>>>>>

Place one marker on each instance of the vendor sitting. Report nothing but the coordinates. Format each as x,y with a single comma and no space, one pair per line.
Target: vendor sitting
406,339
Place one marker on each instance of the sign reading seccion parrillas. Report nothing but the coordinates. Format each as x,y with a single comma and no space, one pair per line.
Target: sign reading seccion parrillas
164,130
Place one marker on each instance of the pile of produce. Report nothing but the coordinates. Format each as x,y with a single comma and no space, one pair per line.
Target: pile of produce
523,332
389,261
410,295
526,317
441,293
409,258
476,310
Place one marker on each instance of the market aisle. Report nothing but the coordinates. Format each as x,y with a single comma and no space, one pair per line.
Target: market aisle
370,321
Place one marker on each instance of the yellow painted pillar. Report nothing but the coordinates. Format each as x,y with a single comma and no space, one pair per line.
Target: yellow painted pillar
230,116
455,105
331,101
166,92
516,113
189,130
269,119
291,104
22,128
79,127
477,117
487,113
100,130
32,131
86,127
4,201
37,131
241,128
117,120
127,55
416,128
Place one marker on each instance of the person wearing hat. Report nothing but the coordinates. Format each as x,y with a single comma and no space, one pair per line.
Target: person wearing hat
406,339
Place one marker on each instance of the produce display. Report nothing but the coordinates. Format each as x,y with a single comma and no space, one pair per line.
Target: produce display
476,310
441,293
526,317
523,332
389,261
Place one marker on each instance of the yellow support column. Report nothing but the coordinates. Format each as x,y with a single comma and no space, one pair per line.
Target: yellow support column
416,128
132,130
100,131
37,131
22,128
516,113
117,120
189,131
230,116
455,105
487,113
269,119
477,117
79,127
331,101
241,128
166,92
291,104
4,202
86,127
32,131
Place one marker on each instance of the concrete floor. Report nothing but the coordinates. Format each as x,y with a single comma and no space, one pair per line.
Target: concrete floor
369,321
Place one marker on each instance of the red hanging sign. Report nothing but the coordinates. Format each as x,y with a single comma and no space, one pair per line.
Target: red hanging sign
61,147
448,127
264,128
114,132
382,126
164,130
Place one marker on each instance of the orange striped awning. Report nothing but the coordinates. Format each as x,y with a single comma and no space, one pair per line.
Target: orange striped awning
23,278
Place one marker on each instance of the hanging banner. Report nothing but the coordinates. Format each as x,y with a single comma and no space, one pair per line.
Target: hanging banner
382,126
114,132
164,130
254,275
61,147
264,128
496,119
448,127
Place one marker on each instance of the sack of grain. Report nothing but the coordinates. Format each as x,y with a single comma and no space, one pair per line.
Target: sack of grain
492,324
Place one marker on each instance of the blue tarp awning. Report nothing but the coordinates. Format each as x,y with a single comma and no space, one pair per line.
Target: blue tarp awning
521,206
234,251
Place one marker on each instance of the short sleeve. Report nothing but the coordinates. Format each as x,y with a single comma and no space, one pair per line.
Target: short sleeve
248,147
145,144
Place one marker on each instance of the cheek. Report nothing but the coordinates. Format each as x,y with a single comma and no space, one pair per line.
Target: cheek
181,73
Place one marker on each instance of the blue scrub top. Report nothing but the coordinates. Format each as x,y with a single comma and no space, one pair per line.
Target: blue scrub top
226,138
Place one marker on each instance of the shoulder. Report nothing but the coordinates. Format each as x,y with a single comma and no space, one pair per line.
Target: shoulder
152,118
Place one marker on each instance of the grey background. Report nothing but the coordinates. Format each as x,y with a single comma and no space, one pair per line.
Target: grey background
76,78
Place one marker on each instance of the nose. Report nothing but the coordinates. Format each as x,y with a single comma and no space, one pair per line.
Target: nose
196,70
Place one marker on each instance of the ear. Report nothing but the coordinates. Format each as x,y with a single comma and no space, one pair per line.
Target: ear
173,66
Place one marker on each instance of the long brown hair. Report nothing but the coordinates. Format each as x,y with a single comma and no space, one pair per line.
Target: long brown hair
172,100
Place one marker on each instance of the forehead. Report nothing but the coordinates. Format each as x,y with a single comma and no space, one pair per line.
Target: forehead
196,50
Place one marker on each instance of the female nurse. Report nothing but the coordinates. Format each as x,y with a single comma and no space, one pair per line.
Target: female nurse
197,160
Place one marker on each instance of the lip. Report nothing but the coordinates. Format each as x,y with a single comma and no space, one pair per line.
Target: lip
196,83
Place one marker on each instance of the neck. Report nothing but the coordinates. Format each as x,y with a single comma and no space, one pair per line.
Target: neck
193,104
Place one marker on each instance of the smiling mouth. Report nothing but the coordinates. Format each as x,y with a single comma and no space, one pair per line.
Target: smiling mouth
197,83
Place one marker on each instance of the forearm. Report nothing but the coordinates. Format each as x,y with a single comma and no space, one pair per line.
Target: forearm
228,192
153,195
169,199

<<<<<

Write out the listing once more, matching it exactly.

Place one marker on each instance of the vendor sitting. Report nothing but the coordinates. Format each as x,y with a single comma and no space, one pair per line.
Target: vendor sitting
406,339
Place one marker on each instance of the sign reading seccion parrillas. Report nothing but the coordinates. Format each as x,y with a single comma and no space, one pair per line.
Target: sign reading seccion parrillas
164,130
Place one marker on each instance of the pile of produce. Report nothing but the coordinates. Format each as x,y with a single comma and no space, one pair per line.
Target: pile of produce
523,332
389,261
410,295
526,317
441,293
409,258
476,310
Place one marker on each instance of the market aisle. Report nothing but the coordinates. Format each as x,y with a single comma and no space, one pair per line.
Target: market aisle
370,321
Place one marker on each instance of the yellow painted pillar. Report nothing but the coordinates. Format each as x,y with a single comma and no space, one pair per line.
Target: yellow painted pillar
230,116
455,105
331,101
166,92
516,113
189,130
269,119
291,104
22,128
79,127
477,117
487,113
100,130
32,131
86,127
4,201
37,131
241,128
117,120
127,55
416,128
Place one marker on each instance of the person wearing hat. Report nothing but the coordinates. Format each as x,y with a single comma and no space, one pair per line.
Target: person wearing hat
406,339
Place one marker on each instance of the produce display. Report nothing but the coordinates. Format each as x,y with a single comma and no space, one pair per line.
Target: produce display
476,310
441,293
526,317
523,332
389,261
Place one marker on each instance of the yellow support column. Report nothing but the coordinates. Format each as x,y with a single comma and no space, one pair per line.
Target: yellow support column
416,128
132,130
100,131
37,131
22,128
516,113
117,120
189,131
230,116
455,105
487,113
269,119
477,117
79,127
331,101
241,128
166,92
291,104
4,202
86,127
32,131
Place one marker on each instance of the concrete floor. Report nothing but the coordinates. Format each as x,y with a single comma and no space, one pair per line.
Target: concrete floor
369,321
Place one marker on each instance of the red hanging sign. Report nothing but the coordinates. Format each as x,y with a single comma and no space, one pair per line.
Target: red hanging sign
61,147
448,127
264,128
114,132
382,126
164,130
Place one marker on each instance of the orange striped awning. Report nothing but the coordinates. Format each as x,y with a single comma and no space, one pair per line.
Target: orange striped awning
23,278
Place one marker on each instance of the hanging banner. Report nothing but the coordinates. Format each as x,y with a single comma and no space, one pair per line.
Target: hanging banner
382,126
114,132
164,130
254,275
61,147
264,128
496,119
448,127
Place one marker on each instance of the sack of grain. Report nothing but the coordinates. Format each as x,y with a single comma and no space, one pair per line.
Target: sack of grain
492,324
Place one marker on each instance of the blue tarp awning. Report nothing but the coordinates. Format each as x,y with a single comma and no space, one pair per line.
Target: blue tarp awning
521,206
234,251
Place one marker on each instance of the short sleeve. Report nothing but the coordinates. Format each as x,y with a single comma and no space, one pair per line.
Target: short sleeve
248,147
145,144
Place one marker on each instance of the cheek. Report nothing but the coordinates. Format each as x,y with a single comma and no space, one pair per line.
Target: cheek
181,73
Place one marker on each instance of the blue scrub top. Report nothing but the coordinates. Format each as x,y with a single comma and no space, one pair per line.
Target: blue scrub top
226,138
Place one marker on each instance of the shoulder. Report nothing but the coordinates. Format each as x,y with a single comma and no space, one pair per line.
Target: shoulder
152,118
Place one marker on each instance of the grey background. Report nothing but the coordinates. Format each as x,y with a single comma and no space, one pair per line.
Target: grey background
76,78
Place one marker on each instance of the nose. Report nothing but the coordinates. Format each as x,y with a single comma and no space, one pair per line.
Target: nose
196,70
Place one marker on each instance of the ear. Report nothing but the coordinates. Format each as x,y with a single comma and no space, one pair per line.
Target: ear
173,66
Place one marker on each instance of the long brown hair. Report nothing but the coordinates. Format each as x,y with a single comma and no space, one pair per line.
Target: long brown hair
172,100
Place one marker on each instance of the forehead. Report nothing but the coordinates. Format each as x,y with a single comma and no space, one pair per line.
Target: forehead
196,50
Place one marker on each instance of the female nurse. Report nothing but the coordinates. Format each as x,y with a single comma and no space, one pair per line.
Target: female nurse
197,160
Place one marker on each instance of the lip. Report nothing but the coordinates. Format each as x,y with a single comma and no space, one pair per line.
Target: lip
196,83
Place one marker on each instance of the neck. Report nothing but the coordinates. Format each as x,y with a single comma and no space, one pair per line.
Target: neck
193,104
Place one marker on each instance of the smiling mouth. Report nothing but the coordinates. Format each as x,y with a single comma and no space, one pair per line.
Target: smiling mouth
197,83
Place one marker on each instance of the forearm. Report nothing but the coordinates. Format each as x,y with a single comma and no space, one pair per line.
Target: forearm
228,192
153,195
169,199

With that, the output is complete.